Copy the data below from the line containing "of the sneaker" through the end of the data, both ends included, requests and all, but multiply every pixel coordinate in the answers by 1.45 and round to whole numbers, with halves rounded up. Leave the pictures out.

• Material for the task
※ ※ ※

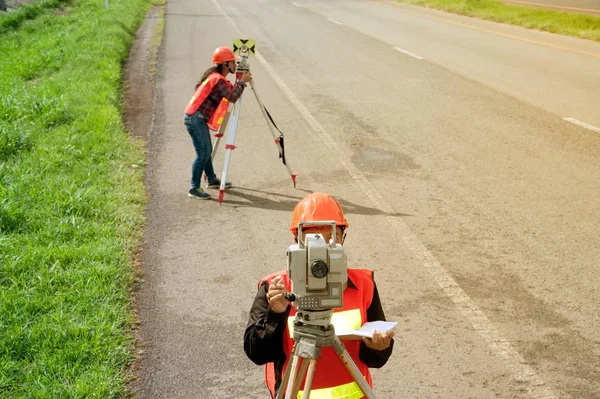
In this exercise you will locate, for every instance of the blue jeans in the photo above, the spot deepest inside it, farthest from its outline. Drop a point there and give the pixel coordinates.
(196, 127)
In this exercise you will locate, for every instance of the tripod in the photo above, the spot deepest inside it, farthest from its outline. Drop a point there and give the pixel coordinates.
(244, 47)
(312, 332)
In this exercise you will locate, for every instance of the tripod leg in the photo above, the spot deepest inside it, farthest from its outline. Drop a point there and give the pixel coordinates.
(264, 111)
(229, 146)
(352, 369)
(289, 393)
(309, 378)
(299, 378)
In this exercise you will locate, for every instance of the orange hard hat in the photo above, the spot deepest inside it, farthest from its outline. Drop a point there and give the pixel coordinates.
(222, 55)
(318, 207)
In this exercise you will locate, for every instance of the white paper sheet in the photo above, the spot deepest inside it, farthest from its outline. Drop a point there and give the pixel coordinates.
(367, 329)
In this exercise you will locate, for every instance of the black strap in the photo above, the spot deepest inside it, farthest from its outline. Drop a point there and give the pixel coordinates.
(280, 139)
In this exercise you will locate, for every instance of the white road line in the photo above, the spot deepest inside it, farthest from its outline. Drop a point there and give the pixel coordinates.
(408, 53)
(499, 345)
(583, 124)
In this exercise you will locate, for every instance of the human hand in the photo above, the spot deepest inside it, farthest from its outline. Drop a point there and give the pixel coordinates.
(275, 297)
(379, 341)
(246, 77)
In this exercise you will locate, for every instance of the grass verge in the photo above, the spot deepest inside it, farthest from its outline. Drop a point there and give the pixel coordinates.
(71, 204)
(577, 25)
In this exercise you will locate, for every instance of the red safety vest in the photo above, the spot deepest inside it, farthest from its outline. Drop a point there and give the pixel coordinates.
(332, 380)
(201, 94)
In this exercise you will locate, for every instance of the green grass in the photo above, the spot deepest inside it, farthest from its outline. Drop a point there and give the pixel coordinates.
(71, 205)
(577, 25)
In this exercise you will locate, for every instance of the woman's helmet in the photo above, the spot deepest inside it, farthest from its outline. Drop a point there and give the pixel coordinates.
(222, 55)
(318, 207)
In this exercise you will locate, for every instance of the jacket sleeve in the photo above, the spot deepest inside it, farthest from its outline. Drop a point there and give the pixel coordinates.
(263, 338)
(371, 357)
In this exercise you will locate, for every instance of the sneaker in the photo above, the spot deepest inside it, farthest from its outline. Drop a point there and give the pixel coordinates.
(217, 184)
(198, 193)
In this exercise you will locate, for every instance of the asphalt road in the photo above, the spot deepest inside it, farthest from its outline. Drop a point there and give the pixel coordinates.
(469, 194)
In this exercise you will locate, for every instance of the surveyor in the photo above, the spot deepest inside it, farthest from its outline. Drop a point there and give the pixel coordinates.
(267, 339)
(205, 109)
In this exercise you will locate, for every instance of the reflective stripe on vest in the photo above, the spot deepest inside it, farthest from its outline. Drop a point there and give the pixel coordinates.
(202, 93)
(216, 119)
(342, 321)
(350, 390)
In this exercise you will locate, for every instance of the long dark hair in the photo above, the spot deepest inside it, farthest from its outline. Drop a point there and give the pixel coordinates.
(215, 68)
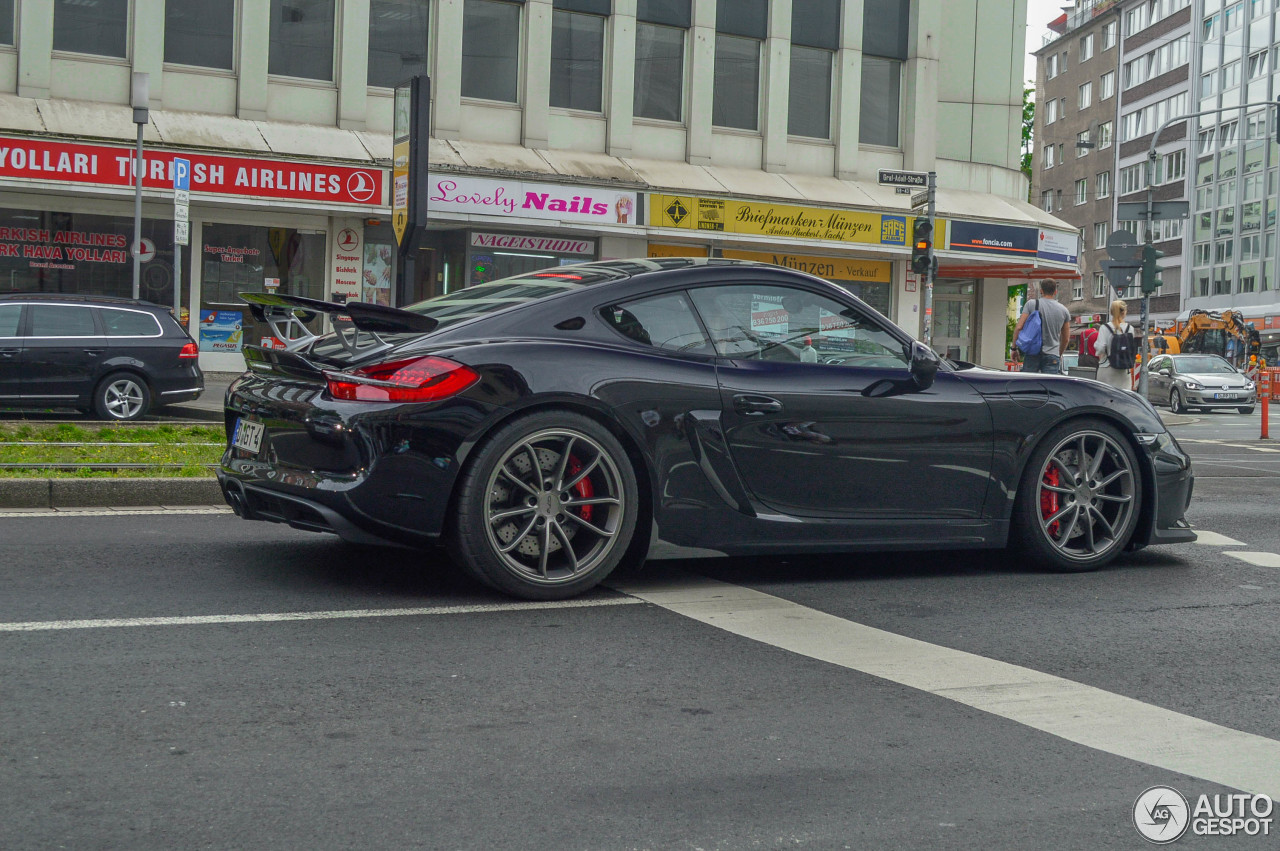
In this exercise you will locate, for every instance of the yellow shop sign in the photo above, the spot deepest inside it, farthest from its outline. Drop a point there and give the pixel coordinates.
(764, 219)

※ ※ ※

• Result
In this exercise you will locate, for every instance of the sneaker in the photo above, the spot deepest inside it, farthest from its outline. Drop a point there and give the pixel coordinates.
(315, 267)
(287, 280)
In this exercise you will locate, for every instance of the asphalt road in the photo above, the spot deepest inside it, farthest from its outline. Drop a point there and give the pixel coordinates.
(680, 281)
In this exercise you will locate, for every instance of the surveyor in the photo above, the spot deepest inside it, farthest from its outline. Drop a point there and give the pixel coordinates.
(387, 492)
(297, 158)
In this exercise you will locate, for every instance of the reflective stripe on vest in the photo above, the spot deepest inside it, farthest from its outline. Drop a point there and give the pixel coordinates.
(293, 135)
(313, 173)
(496, 465)
(508, 566)
In this exercise you will locate, for every instance of the long dark hair in the photo above, the spot deepest inside it, farthest from its outline. Drop a point there and give the pixel coordinates.
(312, 99)
In this exercise you will locate, for every instance of the yellow shop sign in the photo above, the spot deepest inside it, farthest from its outline. Drop a point there and give the pixel coordinates.
(1108, 318)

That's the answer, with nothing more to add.